* _Source text_
※ ※ ※
Evaluating Information Flashcards
What are statistics?
The science of collecting, organizing and interpreting data
The data that describes or summarizes something
What is a Statistical Population (referred to as population hereafter)?
The complete set of values
eg all the adult heights, measured to the nearest cm, of the human population
What is meant by sample?
A subset of the population
Used when it is impractical to measure the entire population (which is most of the time)
What are the Population Parameters?
The characteristics of the statistical population
What are Sample Statistics?
A summary of the data gathered from the sample
What is important about choosing a “Sample”?
MOST important step in any statistical analysis!
You want your sample to be representative of the population so that you can make inferences about the population
What is a Sampling Bias
When a studies design or conduct tends to favour certain results.
Examples of Bias:
- Choosing a sample from the basketball team to determine average height.
- Researcher has a personal stake on the outcome.
What is selection bias?
Researcher selects the participants
What is participation bias?
Participants volunteer to participate
What are 4 common sampling methods?
Simple Random
Systematic
Convenience
Stratified
What is a Simple Random Sample?
every member of population has a chance of being chosen
What is a Systematic Sample?
use a simple system (such as every 10th member of the population)
What is a Convenience Sample?
a sample that is convenient is chosen, (students of a particular class)
What is a Stratified Sample?
※ ※ ※
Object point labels
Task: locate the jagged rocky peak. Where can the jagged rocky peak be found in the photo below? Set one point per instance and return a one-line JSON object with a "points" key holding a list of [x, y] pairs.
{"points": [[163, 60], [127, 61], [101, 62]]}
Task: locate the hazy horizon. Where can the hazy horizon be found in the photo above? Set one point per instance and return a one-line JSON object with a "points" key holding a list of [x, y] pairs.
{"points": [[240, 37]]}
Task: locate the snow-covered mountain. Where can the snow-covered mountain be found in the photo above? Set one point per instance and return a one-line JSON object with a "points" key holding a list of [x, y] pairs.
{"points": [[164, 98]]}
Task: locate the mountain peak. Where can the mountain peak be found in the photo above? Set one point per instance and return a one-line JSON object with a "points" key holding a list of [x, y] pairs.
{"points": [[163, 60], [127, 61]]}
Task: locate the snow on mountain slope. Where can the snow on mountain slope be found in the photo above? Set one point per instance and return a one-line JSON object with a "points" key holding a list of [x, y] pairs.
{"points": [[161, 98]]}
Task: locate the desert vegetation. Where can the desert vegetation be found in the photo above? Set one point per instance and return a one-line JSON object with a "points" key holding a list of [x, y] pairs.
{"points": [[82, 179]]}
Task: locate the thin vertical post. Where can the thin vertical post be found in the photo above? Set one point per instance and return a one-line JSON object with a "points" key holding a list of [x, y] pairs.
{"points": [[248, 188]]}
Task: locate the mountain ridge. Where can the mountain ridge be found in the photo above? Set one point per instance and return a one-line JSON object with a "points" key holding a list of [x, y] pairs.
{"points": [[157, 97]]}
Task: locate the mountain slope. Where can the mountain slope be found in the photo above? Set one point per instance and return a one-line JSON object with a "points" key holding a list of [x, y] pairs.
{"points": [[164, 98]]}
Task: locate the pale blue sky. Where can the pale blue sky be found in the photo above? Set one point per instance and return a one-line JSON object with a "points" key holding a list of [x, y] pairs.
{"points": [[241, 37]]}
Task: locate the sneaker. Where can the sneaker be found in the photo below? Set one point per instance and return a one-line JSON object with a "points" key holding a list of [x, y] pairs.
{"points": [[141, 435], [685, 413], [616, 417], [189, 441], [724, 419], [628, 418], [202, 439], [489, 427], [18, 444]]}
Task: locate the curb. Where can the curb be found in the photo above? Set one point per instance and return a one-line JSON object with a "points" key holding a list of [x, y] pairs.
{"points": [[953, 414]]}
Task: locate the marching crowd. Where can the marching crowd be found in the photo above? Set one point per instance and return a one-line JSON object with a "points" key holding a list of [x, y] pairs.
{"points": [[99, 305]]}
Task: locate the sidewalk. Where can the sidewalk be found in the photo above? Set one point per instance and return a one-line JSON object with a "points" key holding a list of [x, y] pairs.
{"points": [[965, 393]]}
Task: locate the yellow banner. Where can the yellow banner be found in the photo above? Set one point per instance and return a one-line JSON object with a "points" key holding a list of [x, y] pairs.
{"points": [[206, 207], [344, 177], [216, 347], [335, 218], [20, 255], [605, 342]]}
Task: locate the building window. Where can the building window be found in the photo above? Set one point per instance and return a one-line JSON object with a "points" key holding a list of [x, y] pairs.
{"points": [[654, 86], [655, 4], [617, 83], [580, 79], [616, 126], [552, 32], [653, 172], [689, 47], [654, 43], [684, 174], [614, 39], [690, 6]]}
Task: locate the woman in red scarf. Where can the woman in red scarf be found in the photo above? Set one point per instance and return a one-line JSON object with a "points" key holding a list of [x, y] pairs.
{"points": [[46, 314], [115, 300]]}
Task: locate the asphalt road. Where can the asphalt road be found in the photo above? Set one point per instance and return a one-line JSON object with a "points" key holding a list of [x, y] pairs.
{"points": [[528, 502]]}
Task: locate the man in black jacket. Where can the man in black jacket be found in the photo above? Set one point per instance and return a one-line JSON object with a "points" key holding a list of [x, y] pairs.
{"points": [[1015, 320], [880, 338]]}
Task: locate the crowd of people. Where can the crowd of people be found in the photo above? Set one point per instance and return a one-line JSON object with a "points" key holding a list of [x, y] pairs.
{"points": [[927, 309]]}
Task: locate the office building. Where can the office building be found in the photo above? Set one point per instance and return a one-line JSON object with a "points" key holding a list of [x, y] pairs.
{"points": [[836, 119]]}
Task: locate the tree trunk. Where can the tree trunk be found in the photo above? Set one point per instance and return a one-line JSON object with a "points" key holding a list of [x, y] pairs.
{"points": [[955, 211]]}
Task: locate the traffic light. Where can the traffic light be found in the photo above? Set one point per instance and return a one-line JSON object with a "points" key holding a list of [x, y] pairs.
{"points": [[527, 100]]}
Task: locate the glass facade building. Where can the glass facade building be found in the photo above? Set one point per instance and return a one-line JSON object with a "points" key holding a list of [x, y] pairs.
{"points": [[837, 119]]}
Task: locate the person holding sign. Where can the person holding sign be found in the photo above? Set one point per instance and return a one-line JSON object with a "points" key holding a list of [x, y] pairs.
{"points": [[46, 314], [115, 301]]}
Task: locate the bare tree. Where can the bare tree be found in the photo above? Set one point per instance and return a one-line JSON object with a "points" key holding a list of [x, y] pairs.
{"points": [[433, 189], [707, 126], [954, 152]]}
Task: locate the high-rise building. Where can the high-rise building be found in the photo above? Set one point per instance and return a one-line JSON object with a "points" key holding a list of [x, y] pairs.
※ ※ ※
* _Task instructions_
[1] Please revise the statistics flashcards from "You want your" to "common sampling methods?", replacing "Researcher" with "Investigator".
[2] Write the next part of the statistics flashcards, picking up right after their last line.

* _Set of answers_
[1]
You want your sample to be representative of the population so that you can make inferences about the population
What is a Sampling Bias
When a studies design or conduct tends to favour certain results.
Examples of Bias:
- Choosing a sample from the basketball team to determine average height.
- Investigator has a personal stake on the outcome.
What is selection bias?
Investigator selects the participants
What is participation bias?
Participants volunteer to participate
What are 4 common sampling methods?

[2]
chosen from different subgroups or strata of the population. Within each strata simple random sampling is done.
What is a placebo?
a treatment meant to deceive a population into thinking they are receiving treatment.
What is a placebo effect?
A perceived or actual improvement in a condition even though the person was given no actual treatment to benefit them (the were given a placebo)
What is a Single-Blind Study?
Participants do not know whether they are in the treatment or control (placebo) group
What is a Double-Blind Study?
Neither participants nor the researchers collecting the data know who is in the treatment group and who is in the control (placebo) group
What is a Case-Control Study?
An observational study that resembles an experiment because the sample naturally
divides into two or more groups.
Cases
participants who engage in the behaviour under study (of their own choice) and hence they are like a treatment group.
Control
participants who do not engage in the behaviour under study and hence they are like
a control group.
Give an example of a Case-Control Study.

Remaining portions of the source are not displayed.